THE EXERCISE: Restate word for word the part of the entries that opens with their first line and closes with the line containing "column 87, row 619", including both of those lines.

DATASET EXTRACT:

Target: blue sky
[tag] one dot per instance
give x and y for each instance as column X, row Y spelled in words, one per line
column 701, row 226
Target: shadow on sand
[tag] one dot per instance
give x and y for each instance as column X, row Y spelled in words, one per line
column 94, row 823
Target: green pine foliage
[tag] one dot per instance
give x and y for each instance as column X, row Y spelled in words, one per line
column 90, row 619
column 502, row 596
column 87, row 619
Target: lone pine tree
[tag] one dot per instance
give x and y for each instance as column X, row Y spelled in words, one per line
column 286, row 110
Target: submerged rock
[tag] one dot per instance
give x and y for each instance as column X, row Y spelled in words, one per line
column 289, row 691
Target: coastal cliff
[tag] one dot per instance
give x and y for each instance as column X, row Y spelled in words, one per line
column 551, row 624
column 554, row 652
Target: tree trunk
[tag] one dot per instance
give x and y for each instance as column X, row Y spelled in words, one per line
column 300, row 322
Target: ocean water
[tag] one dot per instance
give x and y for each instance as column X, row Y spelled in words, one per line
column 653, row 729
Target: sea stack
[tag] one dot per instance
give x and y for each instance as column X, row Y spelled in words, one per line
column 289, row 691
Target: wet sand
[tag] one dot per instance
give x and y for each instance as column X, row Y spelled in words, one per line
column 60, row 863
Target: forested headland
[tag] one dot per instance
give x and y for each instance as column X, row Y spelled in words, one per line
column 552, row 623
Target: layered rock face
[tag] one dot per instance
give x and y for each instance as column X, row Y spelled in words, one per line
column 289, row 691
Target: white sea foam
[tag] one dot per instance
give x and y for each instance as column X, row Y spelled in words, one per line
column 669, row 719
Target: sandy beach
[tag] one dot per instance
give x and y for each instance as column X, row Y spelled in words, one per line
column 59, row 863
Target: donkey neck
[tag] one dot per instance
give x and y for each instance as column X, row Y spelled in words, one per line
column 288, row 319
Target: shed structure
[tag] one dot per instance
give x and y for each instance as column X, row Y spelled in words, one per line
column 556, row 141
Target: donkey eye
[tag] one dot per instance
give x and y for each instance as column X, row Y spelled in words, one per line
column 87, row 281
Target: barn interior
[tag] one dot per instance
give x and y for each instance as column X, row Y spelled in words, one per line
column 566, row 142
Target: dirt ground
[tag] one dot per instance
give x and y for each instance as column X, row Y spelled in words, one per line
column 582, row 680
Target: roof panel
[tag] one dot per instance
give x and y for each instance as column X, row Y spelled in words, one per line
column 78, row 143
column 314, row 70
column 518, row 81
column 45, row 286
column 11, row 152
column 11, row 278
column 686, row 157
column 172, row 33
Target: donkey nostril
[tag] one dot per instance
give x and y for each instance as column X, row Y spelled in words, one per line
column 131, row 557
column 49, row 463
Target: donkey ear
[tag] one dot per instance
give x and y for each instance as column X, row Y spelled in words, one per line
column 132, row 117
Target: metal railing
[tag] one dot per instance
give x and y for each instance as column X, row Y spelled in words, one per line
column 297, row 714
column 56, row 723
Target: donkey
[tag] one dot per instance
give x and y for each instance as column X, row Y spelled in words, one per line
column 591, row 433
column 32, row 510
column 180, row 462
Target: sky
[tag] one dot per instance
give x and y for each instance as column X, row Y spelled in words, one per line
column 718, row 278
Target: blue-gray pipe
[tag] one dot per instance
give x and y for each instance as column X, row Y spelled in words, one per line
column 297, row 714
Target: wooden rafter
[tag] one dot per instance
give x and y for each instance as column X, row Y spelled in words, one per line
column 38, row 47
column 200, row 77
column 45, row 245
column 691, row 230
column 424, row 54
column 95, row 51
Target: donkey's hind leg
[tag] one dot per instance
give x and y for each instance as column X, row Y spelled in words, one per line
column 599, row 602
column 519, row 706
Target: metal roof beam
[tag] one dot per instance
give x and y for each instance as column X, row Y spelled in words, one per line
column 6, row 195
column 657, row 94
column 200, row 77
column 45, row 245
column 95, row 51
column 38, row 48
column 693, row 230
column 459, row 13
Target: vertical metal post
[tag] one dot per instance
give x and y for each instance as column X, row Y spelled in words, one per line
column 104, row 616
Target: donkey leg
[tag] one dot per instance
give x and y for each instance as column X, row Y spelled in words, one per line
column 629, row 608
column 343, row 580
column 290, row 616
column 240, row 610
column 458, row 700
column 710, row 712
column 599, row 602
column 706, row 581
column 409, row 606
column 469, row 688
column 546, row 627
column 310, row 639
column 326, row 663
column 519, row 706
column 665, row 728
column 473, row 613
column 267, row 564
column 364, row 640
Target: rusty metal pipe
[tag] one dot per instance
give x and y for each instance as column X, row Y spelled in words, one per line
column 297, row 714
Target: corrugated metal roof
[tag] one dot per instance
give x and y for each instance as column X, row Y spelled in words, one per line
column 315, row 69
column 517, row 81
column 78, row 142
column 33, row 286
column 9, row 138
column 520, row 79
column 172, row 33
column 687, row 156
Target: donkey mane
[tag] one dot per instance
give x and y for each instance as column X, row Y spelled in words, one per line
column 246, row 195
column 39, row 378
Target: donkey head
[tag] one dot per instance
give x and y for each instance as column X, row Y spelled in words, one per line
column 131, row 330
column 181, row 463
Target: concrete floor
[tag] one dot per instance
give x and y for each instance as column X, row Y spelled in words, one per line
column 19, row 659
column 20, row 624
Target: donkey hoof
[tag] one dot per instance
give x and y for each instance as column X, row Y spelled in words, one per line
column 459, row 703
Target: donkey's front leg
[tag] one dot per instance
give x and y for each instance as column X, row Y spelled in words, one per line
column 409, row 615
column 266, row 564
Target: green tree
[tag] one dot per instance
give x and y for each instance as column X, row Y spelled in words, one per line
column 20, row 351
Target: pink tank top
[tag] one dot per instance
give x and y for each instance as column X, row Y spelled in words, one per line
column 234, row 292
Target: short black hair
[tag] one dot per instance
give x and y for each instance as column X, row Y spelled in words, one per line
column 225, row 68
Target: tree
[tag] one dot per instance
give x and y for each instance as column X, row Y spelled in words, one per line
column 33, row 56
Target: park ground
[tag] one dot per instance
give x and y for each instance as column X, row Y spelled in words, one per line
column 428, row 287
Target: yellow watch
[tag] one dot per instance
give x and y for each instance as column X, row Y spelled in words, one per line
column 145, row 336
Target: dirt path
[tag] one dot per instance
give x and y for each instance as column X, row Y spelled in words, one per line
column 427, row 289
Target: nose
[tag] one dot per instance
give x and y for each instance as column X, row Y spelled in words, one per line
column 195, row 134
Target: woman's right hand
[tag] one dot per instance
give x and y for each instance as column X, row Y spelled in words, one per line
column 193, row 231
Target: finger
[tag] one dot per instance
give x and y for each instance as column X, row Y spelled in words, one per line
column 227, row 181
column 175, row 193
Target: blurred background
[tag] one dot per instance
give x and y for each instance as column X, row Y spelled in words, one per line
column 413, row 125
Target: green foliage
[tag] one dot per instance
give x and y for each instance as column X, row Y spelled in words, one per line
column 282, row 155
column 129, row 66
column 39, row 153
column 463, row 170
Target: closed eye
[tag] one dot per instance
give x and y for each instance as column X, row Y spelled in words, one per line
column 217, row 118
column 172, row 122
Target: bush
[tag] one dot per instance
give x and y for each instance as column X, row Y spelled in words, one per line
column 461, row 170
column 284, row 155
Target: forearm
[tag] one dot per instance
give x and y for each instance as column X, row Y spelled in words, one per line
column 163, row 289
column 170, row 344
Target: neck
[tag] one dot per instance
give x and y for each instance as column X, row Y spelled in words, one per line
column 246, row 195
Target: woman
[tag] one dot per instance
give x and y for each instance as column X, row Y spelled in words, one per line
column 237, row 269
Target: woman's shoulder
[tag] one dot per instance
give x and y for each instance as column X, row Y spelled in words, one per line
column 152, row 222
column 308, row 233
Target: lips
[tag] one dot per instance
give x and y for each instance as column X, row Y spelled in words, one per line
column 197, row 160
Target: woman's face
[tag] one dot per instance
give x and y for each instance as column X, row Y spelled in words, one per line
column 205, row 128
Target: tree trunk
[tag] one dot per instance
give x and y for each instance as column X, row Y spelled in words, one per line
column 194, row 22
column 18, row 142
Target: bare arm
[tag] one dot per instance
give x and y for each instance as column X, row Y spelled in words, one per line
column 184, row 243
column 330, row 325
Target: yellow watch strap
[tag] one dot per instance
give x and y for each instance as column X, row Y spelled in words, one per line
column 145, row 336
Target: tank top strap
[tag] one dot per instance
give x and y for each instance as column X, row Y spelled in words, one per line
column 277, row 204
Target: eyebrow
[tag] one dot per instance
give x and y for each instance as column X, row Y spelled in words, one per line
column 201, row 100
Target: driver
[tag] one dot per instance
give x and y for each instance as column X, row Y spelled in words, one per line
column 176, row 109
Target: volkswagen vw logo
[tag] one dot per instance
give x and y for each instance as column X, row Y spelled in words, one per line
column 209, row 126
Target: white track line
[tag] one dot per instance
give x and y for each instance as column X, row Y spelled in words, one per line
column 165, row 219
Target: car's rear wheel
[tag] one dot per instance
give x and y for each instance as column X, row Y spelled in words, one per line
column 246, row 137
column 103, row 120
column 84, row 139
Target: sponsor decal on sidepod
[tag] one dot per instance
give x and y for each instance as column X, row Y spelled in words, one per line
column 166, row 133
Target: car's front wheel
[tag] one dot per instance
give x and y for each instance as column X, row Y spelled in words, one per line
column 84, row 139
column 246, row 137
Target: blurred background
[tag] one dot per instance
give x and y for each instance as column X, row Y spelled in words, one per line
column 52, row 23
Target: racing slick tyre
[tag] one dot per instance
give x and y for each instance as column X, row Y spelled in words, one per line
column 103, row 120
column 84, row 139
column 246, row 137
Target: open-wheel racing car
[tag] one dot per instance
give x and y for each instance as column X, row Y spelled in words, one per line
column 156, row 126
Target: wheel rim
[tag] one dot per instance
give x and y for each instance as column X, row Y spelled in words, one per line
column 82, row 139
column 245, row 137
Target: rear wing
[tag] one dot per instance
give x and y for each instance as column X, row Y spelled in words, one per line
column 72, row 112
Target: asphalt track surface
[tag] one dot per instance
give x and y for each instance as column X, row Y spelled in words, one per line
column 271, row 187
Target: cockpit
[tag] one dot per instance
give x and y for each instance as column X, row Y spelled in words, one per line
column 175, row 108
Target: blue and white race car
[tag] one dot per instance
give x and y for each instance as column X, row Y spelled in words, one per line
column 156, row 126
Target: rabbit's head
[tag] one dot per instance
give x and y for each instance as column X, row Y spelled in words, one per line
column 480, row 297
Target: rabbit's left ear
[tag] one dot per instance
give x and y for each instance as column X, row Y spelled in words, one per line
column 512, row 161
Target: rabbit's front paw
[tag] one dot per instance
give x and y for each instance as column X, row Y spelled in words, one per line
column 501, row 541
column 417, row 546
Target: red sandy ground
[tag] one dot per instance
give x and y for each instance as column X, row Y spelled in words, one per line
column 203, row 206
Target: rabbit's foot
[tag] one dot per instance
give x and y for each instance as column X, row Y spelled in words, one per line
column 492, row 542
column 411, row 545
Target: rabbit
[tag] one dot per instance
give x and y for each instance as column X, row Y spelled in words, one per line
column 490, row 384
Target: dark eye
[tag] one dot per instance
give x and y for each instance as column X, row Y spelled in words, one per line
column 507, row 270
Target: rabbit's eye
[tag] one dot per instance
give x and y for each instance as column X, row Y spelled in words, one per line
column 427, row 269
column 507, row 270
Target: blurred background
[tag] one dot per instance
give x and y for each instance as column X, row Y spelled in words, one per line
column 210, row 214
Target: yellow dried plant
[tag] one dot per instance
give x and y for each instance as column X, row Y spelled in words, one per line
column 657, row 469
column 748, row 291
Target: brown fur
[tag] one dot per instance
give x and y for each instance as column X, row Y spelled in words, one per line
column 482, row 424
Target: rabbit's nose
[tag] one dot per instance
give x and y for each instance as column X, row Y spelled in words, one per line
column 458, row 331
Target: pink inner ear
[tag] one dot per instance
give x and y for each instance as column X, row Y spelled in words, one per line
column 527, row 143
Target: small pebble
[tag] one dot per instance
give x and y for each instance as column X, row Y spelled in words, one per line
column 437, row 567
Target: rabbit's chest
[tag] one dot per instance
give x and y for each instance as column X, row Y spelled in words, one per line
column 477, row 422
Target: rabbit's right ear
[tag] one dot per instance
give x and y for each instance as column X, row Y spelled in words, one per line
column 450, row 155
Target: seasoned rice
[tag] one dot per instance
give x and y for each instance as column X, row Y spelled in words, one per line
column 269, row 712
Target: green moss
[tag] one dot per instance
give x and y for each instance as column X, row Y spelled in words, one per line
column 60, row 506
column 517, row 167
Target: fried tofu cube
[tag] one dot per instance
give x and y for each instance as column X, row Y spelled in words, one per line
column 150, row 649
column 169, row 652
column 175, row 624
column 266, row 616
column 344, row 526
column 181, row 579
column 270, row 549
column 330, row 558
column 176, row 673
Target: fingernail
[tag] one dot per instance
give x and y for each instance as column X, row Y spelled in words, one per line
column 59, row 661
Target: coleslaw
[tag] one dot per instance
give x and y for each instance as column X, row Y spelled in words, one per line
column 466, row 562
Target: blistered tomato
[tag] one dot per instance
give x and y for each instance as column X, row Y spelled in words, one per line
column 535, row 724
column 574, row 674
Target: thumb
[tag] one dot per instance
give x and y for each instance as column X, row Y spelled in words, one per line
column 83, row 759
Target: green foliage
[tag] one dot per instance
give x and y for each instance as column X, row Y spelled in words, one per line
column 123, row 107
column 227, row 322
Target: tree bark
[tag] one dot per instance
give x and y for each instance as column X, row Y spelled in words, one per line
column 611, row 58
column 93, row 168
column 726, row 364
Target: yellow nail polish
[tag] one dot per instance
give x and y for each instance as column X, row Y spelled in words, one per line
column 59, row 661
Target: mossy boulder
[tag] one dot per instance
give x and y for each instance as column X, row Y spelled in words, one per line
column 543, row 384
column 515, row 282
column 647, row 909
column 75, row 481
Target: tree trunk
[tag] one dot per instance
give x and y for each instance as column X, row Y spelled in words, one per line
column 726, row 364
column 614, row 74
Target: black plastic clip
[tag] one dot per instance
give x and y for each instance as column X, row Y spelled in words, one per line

RESULT BELOW:
Target: blue sky
[tag] one dot per instance
give x and y for each instance as column X, row Y spelled in words, one per line
column 701, row 226
Target: shadow on sand
[tag] one dot per instance
give x and y for each instance as column X, row Y spelled in words, one per line
column 94, row 823
Target: green pine foliage
[tag] one dot per instance
give x and y for each instance as column X, row Y spelled in words, one per line
column 90, row 619
column 502, row 596
column 87, row 619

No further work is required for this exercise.